**Requirement**: Using the text on PFAS cleanup, explain in one to three sentences why PFAS impacts are found at many airports around the world.

**Document excerpt**:
******

When cleaning up an environmental problem on a piece of property, it is important to establish the extent of liability, so that the owners can plan the work and set a budget. Often, this is done through determining the scope of the problem, choosing the best remediation methods, and establishing how to know when the work has achieved its aims.
Projects of this type are particularly challenging when it comes to soil, sediment and water impacted by Per- and Polyfluoroalkyl Substances, collectively known as PFAS. A major contributor to this challenge is that scientific information on the behavior and toxicology of PFAS is still progressing even after over a half century of use. Consequently, the treatment of these compounds continues to evolve as well.
One common source for PFAS has been their use in firefighting foams. This means that PFAS impacts are found at many airports around the world, where safety measures have called for frequent practice by firefighting crews – and the result has often been that PFAS-containing materials have impacted nearby soil, water and other environmental media.
Investigation identifies main sources of PFAS impacts
This was the case at an international airport in North America where PFAS were used in multiple areas of the site over the last 50 years. In 2009, WSP* started to characterize and address the PFAS impacts associated with the historical and current firefighting training facilities.
During the site characterization work, WSP* found a complex hydrogeologic setting, with two water bearing units. One was a perched aquifer – a water-bearing unit lying above the water table above a low-permeability layer, or aquitard. This perched aquifer overlies an unconfined aquifer that receives recharge water from areas located upgradient of the site and from the upper water-bearing unit via slow percolation through an aquitard.
WSP* found that PFAS were being carried overland and transported via groundwater towards a river and one of its tributaries. The team also found a former dump site downgradient of the firefighting training area (FTA), on an embankment along the river shore. It contained drums, pails, equipment, and other material for storage of liquid foam concentrate, oil, and lubricants. The waste material extended down about three metres (12 feet) below surface. Using a multiple lines of evidence approach, the investigations identified the main sources of contamination and this helped focusing on the development of the most effective management strategy.

******

**Saved entries**:
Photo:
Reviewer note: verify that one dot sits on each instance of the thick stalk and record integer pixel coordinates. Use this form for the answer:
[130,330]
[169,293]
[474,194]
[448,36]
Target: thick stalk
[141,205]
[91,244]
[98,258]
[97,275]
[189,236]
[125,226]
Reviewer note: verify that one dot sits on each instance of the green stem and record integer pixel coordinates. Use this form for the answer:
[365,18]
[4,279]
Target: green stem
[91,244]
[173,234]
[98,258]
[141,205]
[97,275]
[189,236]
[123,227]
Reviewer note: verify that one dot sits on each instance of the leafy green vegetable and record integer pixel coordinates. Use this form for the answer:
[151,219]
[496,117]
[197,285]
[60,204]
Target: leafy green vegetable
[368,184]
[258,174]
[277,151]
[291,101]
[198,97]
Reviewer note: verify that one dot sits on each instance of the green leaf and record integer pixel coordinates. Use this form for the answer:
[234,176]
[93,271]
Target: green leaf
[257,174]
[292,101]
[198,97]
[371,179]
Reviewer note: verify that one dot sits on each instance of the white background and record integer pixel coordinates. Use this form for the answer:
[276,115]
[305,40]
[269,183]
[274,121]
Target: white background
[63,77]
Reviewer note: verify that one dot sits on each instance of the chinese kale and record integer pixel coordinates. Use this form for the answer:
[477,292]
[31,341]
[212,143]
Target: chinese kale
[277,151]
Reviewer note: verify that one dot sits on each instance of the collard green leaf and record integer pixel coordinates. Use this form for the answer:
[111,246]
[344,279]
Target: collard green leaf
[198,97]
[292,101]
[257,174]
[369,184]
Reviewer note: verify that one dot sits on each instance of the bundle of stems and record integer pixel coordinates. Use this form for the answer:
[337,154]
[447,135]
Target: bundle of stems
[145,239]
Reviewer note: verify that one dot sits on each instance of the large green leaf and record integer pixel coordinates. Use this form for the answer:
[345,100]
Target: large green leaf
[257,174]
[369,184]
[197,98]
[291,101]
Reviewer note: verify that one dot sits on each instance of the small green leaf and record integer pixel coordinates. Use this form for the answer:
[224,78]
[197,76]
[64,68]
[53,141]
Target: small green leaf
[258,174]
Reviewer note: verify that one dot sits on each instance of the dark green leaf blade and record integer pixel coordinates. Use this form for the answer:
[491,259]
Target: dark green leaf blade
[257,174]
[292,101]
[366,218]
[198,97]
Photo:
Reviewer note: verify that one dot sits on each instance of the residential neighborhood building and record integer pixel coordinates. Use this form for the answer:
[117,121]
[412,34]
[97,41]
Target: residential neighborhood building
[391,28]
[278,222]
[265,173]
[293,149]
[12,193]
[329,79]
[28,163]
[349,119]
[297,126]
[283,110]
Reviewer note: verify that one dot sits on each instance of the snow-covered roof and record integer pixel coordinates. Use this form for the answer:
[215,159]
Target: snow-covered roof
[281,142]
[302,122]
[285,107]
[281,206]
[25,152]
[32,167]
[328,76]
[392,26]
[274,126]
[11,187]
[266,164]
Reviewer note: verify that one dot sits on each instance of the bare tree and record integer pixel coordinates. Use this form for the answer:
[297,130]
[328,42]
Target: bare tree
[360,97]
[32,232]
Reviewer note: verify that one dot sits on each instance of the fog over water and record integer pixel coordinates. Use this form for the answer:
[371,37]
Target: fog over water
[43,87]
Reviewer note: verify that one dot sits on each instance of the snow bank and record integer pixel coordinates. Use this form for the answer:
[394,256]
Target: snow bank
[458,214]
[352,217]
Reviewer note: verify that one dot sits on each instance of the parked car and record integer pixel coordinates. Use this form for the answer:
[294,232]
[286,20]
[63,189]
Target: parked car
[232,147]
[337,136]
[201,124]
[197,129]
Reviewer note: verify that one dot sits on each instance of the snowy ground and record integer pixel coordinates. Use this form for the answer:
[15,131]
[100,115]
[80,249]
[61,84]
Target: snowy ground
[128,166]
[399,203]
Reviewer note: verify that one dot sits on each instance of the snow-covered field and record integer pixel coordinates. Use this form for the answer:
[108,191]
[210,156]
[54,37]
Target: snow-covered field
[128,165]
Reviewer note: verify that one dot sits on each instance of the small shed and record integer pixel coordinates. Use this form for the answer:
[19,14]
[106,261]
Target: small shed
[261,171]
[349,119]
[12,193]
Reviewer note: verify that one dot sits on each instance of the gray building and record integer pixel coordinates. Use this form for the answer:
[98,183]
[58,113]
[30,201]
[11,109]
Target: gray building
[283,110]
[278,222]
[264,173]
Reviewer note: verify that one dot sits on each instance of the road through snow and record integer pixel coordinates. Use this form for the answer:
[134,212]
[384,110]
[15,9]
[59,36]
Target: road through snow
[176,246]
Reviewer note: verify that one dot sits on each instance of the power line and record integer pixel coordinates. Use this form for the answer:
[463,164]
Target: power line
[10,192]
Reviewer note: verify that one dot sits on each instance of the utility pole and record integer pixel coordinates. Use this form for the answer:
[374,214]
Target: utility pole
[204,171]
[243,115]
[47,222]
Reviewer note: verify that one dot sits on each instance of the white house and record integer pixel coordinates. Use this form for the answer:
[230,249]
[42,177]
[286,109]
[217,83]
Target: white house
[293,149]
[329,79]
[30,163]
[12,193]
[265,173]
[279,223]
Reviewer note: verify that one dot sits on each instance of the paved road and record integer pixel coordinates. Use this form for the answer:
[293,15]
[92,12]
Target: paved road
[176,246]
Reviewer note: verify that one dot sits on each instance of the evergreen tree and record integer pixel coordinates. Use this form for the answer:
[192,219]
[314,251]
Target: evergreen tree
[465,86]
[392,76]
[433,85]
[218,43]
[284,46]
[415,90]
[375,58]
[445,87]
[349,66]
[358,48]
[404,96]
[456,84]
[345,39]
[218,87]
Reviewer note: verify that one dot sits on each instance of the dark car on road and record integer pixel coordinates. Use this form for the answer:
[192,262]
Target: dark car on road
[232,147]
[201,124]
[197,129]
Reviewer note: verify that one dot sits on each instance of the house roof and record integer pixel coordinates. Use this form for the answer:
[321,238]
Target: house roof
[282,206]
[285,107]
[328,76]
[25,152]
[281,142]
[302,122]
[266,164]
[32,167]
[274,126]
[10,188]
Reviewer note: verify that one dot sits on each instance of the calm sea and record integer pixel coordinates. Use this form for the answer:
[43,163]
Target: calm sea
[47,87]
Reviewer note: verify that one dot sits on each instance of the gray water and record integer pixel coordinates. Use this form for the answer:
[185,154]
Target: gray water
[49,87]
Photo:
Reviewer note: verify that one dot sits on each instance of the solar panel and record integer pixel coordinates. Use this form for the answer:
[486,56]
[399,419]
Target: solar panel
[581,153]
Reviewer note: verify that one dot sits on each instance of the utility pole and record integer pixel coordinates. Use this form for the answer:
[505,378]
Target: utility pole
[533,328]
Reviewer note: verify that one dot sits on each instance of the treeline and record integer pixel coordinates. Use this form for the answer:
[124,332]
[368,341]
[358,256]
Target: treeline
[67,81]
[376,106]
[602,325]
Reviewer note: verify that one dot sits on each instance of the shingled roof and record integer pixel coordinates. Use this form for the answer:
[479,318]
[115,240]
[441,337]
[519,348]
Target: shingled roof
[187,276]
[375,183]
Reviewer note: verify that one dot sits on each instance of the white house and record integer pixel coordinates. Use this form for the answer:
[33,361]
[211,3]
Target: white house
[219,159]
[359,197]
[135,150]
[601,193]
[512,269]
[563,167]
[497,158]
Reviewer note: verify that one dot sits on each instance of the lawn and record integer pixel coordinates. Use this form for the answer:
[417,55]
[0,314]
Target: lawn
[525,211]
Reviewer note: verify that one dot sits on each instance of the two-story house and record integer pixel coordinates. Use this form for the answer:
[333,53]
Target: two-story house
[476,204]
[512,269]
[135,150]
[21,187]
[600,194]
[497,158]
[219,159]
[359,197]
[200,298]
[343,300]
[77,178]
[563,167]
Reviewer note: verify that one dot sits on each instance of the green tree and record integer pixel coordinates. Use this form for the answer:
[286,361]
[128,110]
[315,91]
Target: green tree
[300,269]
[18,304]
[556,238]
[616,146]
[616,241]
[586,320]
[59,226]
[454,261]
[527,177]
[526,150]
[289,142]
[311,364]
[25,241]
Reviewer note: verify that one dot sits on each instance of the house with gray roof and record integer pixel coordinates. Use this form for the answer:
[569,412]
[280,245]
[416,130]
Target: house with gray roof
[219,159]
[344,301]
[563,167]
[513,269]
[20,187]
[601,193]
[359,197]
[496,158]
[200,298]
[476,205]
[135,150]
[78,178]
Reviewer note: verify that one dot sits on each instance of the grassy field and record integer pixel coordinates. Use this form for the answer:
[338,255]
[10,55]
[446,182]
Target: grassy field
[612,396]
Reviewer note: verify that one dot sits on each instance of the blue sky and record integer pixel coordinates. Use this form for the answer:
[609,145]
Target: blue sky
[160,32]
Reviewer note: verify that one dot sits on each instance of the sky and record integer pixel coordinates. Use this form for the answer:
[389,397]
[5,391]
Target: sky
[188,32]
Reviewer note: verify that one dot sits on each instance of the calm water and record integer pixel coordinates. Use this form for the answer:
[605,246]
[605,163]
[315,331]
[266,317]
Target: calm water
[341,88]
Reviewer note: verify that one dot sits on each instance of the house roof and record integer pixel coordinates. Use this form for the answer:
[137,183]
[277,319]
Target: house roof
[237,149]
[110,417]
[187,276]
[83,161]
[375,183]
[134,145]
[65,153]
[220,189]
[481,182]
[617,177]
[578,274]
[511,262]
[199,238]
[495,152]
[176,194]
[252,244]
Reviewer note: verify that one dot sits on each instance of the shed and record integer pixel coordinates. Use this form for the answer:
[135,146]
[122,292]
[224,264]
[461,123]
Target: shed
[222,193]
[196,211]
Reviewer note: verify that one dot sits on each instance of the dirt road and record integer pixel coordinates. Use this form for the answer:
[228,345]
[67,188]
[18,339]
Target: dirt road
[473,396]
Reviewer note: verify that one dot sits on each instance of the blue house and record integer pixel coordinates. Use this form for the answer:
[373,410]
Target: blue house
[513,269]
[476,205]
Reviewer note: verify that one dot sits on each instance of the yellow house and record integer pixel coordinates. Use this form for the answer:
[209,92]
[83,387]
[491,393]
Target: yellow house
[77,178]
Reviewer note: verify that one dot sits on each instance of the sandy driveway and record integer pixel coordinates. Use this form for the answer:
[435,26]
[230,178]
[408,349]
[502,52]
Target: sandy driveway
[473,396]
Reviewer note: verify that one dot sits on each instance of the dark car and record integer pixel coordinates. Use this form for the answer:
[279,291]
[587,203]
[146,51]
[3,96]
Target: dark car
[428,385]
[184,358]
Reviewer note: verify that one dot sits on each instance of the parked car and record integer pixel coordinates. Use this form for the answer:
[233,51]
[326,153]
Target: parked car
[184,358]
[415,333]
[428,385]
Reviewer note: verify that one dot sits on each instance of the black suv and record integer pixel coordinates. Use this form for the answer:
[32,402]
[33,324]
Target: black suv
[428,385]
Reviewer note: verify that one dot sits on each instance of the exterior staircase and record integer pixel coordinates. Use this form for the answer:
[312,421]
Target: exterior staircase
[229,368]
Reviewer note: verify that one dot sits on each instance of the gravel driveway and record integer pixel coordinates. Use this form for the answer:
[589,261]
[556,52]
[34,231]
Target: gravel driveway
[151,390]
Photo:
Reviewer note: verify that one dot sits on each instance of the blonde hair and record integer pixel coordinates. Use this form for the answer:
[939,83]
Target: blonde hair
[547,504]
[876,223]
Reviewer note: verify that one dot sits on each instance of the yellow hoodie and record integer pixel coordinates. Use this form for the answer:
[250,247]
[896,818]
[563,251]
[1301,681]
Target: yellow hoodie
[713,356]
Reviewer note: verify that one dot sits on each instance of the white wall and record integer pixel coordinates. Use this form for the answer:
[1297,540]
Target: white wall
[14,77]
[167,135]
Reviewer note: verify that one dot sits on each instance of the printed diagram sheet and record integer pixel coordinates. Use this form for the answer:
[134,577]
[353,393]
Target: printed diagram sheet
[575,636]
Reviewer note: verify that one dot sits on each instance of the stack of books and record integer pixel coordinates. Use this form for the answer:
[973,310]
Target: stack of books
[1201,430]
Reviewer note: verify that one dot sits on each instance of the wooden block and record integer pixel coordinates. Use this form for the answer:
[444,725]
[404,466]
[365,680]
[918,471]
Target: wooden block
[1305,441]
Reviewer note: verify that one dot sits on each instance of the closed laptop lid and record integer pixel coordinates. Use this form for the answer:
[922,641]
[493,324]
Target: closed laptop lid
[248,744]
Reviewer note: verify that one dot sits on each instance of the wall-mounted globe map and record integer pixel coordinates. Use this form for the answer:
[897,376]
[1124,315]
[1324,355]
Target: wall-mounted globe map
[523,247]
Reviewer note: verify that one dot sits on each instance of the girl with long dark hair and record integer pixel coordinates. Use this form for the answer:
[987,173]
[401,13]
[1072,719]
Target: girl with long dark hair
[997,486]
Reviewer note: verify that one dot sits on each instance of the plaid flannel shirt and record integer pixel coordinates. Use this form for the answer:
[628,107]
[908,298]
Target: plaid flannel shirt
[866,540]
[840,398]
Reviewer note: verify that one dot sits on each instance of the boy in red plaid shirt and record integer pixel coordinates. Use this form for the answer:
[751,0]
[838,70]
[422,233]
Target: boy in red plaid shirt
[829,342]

******

**Response box**: PFAS have commonly been used in firefighting foams, and airport safety measures have called for frequent practice by firefighting crews. As a result, PFAS-containing materials have often impacted nearby soil, water and other environmental media.